**** ENTRIES SUPPLIED

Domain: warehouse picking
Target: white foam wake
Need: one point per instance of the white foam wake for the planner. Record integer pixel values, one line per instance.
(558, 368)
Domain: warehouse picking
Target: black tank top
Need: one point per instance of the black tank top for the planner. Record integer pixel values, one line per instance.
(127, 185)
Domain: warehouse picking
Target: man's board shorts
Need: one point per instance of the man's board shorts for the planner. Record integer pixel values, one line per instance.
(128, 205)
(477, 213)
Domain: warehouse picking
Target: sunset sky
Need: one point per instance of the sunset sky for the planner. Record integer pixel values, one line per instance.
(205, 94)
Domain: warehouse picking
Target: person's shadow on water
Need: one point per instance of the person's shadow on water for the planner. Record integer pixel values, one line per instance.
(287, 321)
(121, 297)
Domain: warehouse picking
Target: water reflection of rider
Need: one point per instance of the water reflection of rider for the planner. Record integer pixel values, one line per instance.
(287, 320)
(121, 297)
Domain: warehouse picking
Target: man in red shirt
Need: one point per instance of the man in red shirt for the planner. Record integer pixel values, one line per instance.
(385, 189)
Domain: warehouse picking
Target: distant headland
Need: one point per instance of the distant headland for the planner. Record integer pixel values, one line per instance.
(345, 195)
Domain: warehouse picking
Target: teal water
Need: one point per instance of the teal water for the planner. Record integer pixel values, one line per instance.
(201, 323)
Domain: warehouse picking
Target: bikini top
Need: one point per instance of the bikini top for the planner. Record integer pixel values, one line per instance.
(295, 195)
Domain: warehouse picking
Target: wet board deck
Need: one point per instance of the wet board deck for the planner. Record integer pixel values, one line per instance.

********

■ **TASK PROMPT**:
Output all preceding records character for character.

■ **COMPLETE ANSWER**:
Domain: warehouse picking
Target: white foam wake
Need: one point per instance of the white foam wake for the planner. Record integer pixel values, one line per instance.
(558, 368)
Domain: warehouse picking
Target: black tank top
Need: one point per instance of the black tank top for the planner. Record integer pixel values, one line per instance.
(127, 185)
Domain: warehouse picking
Target: man's board shorts
Need: one point per instance of the man's board shorts for the planner. Record integer pixel values, one line per instance.
(128, 205)
(477, 213)
Domain: warehouse picking
Target: sunset sky
Need: one point per instance of the sunset sky for the planner. Record integer pixel values, one line per instance.
(205, 94)
Domain: warehouse picking
Target: person's shadow on water
Need: one point per instance of the person's shadow on water for the planner. Record integer pixel values, one line per instance.
(287, 321)
(121, 297)
Domain: warehouse picking
Target: water reflection of rider
Need: one point per instance of the water reflection of rider for the planner. Record integer pixel values, one line per instance.
(287, 320)
(121, 297)
Domain: warehouse picking
Target: man in red shirt
Need: one point per instance of the man in red shirt for the planner. Record integer pixel values, one line per instance.
(385, 189)
Domain: warehouse picking
Target: distant headland
Need: one point per instance of the distant headland for the planner. Record integer pixel values, one line per instance.
(345, 195)
Domain: warehouse picking
Target: teal water
Need: one point per instance of the teal water for the planner. Record integer pixel values, one line per instance.
(201, 323)
Domain: warehouse picking
Target: bikini top
Need: one point per instance of the bikini top for the planner. Record integer pixel values, one line per instance.
(295, 195)
Domain: warehouse picking
Target: wet board deck
Need: one point per instance of the wet board deck for the planner. Record integer pixel values, one line per instance.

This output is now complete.